> [SELECTED EXTRACT]
Third, it has made sure our cherished natural and historic environments have been protected and I think the quality of changes to our built environment made through planning permissions is higher now than was the case in the 90s and noughties.

The main reason the NPPF worked was it required honesty. Planning would be local, but a plan had to be genuine: a serious acceptance of the responsibility to meet the future housing and development need of an area, and to permit development to achieve it. A local authority that refused to make a true assessment of need, or declined to grant planning permissions to meet it, had ducked the essential requirement to plan genuinely for the future, and should forfeit the right to make decisions.

I worry we may be heading for a muddle, with some councils thinking they have carte blanche to declare they need little or no development and can drop serious plan-making or sensible decision-taking. Some local planning authorities have already paused their plan-making or site allocations fuelled by this hope. And at the same time the new NPPF seems destined to include more quixotic initiatives imposed by Whitehall on communities, who know themselves better than the most well-intentioned official in London.

> [YOUR TASKS]
- a) List each kind of environment that the planning extract names.
- b) Reproduce all of the mask labeling records word for word.
The planning extract has no connection to the records.

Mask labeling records
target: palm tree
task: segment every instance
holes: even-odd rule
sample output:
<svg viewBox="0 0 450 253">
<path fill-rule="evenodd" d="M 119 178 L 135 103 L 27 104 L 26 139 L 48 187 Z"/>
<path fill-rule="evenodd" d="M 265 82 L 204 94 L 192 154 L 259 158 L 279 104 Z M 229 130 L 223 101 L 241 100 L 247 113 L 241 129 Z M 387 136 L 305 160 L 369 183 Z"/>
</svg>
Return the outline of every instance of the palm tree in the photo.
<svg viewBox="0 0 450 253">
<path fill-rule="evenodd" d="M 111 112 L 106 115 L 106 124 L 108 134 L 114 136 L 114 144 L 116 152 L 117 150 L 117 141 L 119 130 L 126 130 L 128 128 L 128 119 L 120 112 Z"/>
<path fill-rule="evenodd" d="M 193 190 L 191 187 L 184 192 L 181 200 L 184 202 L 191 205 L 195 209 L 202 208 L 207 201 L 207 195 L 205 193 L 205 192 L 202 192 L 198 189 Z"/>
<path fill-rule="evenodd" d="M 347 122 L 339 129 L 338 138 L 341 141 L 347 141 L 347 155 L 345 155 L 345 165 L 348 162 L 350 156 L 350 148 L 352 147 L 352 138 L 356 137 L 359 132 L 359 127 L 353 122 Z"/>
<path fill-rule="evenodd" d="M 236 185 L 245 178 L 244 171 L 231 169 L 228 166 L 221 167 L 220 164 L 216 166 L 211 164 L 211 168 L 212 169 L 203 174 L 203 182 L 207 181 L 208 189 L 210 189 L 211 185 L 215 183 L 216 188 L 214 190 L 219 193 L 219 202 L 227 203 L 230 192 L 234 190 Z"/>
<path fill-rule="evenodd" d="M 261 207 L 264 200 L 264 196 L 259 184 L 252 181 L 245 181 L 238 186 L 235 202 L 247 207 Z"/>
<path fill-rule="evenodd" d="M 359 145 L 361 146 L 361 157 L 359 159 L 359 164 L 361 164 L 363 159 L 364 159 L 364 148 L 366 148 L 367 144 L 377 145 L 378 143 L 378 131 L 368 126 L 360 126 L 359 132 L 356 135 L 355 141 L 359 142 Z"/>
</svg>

> [ANSWERS GIVEN]
- a) natural environments, historic environments, built environment

- b)
target: palm tree
task: segment every instance
holes: even-odd rule
sample output:
<svg viewBox="0 0 450 253">
<path fill-rule="evenodd" d="M 119 178 L 135 103 L 27 104 L 26 139 L 48 187 Z"/>
<path fill-rule="evenodd" d="M 265 82 L 204 94 L 192 154 L 259 158 L 279 104 Z M 229 130 L 223 101 L 241 100 L 247 113 L 241 129 Z M 387 136 L 305 160 L 369 183 Z"/>
</svg>
Return the outline of every instance of the palm tree in the photo.
<svg viewBox="0 0 450 253">
<path fill-rule="evenodd" d="M 111 112 L 106 115 L 106 124 L 108 134 L 114 136 L 114 144 L 116 152 L 117 150 L 117 141 L 119 130 L 126 130 L 128 128 L 128 119 L 120 112 Z"/>
<path fill-rule="evenodd" d="M 193 190 L 191 187 L 184 192 L 181 200 L 184 202 L 191 205 L 195 209 L 202 208 L 207 201 L 207 195 L 205 193 L 205 192 L 202 192 L 198 189 Z"/>
<path fill-rule="evenodd" d="M 347 122 L 339 129 L 338 138 L 341 141 L 347 141 L 347 155 L 345 155 L 345 165 L 348 162 L 350 156 L 350 148 L 352 147 L 352 138 L 356 137 L 359 132 L 359 127 L 353 122 Z"/>
<path fill-rule="evenodd" d="M 236 185 L 245 178 L 244 171 L 231 169 L 228 166 L 221 167 L 220 164 L 216 166 L 211 164 L 211 168 L 212 169 L 203 174 L 203 182 L 207 181 L 208 189 L 210 189 L 211 185 L 215 183 L 216 188 L 214 190 L 219 193 L 219 202 L 227 203 L 230 192 L 234 190 Z"/>
<path fill-rule="evenodd" d="M 261 207 L 264 200 L 264 196 L 259 184 L 252 181 L 245 181 L 238 186 L 235 202 L 247 207 Z"/>
<path fill-rule="evenodd" d="M 359 145 L 361 146 L 361 157 L 359 159 L 359 164 L 361 164 L 363 159 L 364 159 L 364 148 L 366 148 L 367 144 L 377 145 L 378 143 L 378 131 L 368 126 L 360 126 L 359 132 L 356 135 L 355 141 L 359 142 Z"/>
</svg>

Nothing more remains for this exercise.